━━ TEXT SHOWN

Alread is our favorite place. We often talk about buying land out there and what that would mean, especially while we’re driving by the open pastures and valley views. We would have to learn first aid and subscribe to MedFlight services in case something happened. In a fire or medical emergency, we’d be mostly on our own. (There is a small volunteer fire department, but any sheriff’s deputy would be a half-hour away.) We’d probably need guns for bears and bobcats, frequent tormentors out in Alread. I always say, “We’d have to build a predator fence,” and Samir says, “You just like to say ‘predator fence.’” Our trips for groceries would be infrequent and we’d need to store more food than we do now. Today, we drove past even Alread, into the forest, until Samir got an eerie feeling. “It just got really jungly,” he said. I realized the eeriness came from the complete and utter quiet; the absence of human sounds.
I don’t know what quarantine would be like if we didn’t have access to this nature palace, but I know my sister, who lives in New York City, has been losing her mind without access to space outdoors. People already think the pandemic is the death knell for big cities as residents crave less densely populated areas. That thinking stems from losing the benefits of cities, like restaurants, arts institutions, and communal spaces, while experiencing all of the downsides, like a disease’s rapid spread in apartment buildings and subways. The wild outdoors has its downsides, too. We had no cell service during our drive. If we’d crashed or had another emergency, I don’t know how we would have gotten help.

━━━━
━━ MATERIAL SUPPLIED

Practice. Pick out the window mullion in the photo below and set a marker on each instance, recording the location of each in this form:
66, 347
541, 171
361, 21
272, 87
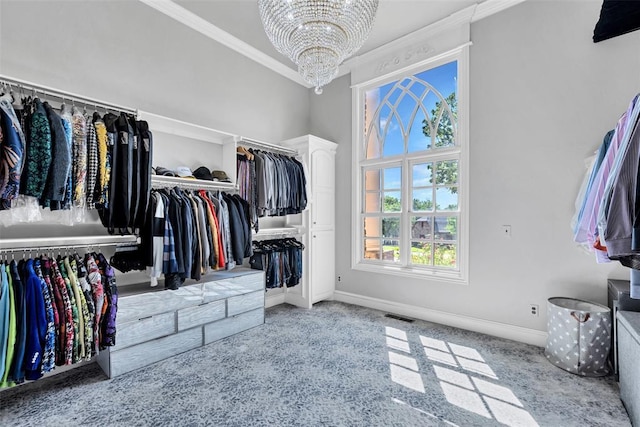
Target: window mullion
405, 219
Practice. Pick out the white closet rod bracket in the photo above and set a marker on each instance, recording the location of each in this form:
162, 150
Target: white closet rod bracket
254, 143
63, 95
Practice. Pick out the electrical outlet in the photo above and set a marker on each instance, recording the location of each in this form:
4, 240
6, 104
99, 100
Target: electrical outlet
534, 309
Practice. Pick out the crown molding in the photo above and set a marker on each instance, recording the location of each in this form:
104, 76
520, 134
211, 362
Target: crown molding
190, 19
450, 23
491, 7
213, 32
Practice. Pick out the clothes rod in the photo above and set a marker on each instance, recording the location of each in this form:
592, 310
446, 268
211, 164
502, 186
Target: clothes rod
266, 146
160, 181
64, 95
9, 245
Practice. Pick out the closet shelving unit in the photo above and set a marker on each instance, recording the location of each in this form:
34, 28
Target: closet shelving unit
50, 243
161, 181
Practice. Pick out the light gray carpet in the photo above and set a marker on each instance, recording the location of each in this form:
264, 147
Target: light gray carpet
334, 365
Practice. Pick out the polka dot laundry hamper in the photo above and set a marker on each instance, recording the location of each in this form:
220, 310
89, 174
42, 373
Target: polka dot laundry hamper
579, 336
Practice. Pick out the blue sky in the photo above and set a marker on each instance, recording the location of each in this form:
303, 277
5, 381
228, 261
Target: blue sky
442, 78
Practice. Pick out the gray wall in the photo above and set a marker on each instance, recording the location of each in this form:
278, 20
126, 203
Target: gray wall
542, 97
130, 54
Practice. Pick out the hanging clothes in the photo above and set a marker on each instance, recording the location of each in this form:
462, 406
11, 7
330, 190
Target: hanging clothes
12, 147
608, 216
272, 184
280, 259
47, 312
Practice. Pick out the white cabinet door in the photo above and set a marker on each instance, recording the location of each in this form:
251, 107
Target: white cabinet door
322, 273
322, 170
323, 210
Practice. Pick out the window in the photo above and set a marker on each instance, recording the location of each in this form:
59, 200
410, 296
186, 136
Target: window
411, 158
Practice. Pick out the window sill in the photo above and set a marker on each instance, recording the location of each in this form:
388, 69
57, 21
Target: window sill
415, 273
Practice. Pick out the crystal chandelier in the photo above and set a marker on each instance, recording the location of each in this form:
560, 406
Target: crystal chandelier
317, 34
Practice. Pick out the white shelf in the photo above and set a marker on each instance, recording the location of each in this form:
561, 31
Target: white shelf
161, 181
278, 232
64, 242
158, 123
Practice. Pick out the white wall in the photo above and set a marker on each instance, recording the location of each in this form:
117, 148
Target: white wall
542, 97
130, 54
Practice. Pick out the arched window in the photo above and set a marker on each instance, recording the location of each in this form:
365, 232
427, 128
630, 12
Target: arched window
410, 158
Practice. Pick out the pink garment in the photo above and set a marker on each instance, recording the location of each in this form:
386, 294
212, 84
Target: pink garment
587, 229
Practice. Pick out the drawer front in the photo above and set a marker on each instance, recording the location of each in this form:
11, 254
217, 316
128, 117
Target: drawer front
250, 282
233, 325
242, 303
145, 354
146, 329
201, 314
233, 286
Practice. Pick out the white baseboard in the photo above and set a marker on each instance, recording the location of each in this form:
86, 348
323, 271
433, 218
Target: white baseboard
502, 330
271, 300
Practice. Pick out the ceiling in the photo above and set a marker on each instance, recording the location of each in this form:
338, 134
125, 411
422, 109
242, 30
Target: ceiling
237, 23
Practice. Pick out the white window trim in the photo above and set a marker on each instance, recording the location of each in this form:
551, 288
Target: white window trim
461, 275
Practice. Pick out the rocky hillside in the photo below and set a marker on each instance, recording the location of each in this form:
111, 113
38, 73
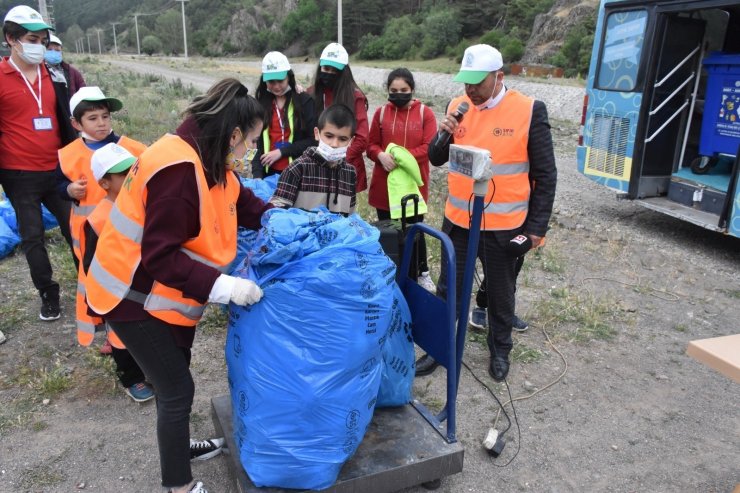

━━━━

> **EXERCISE 1**
In the passage about Alread, what service would the couple subscribe to in case something happened?
> **EXERCISE 2**
Rewrite everything in the Alread passage from "I don’t know what" down to "have gotten help.", putting "brother" in place of "sister".
Rely only on the text for everything that follows.

> **TASK OUTPUT 1**
They would subscribe to MedFlight services.

> **TASK OUTPUT 2**
I don’t know what quarantine would be like if we didn’t have access to this nature palace, but I know my brother, who lives in New York City, has been losing her mind without access to space outdoors. People already think the pandemic is the death knell for big cities as residents crave less densely populated areas. That thinking stems from losing the benefits of cities, like restaurants, arts institutions, and communal spaces, while experiencing all of the downsides, like a disease’s rapid spread in apartment buildings and subways. The wild outdoors has its downsides, too. We had no cell service during our drive. If we’d crashed or had another emergency, I don’t know how we would have gotten help.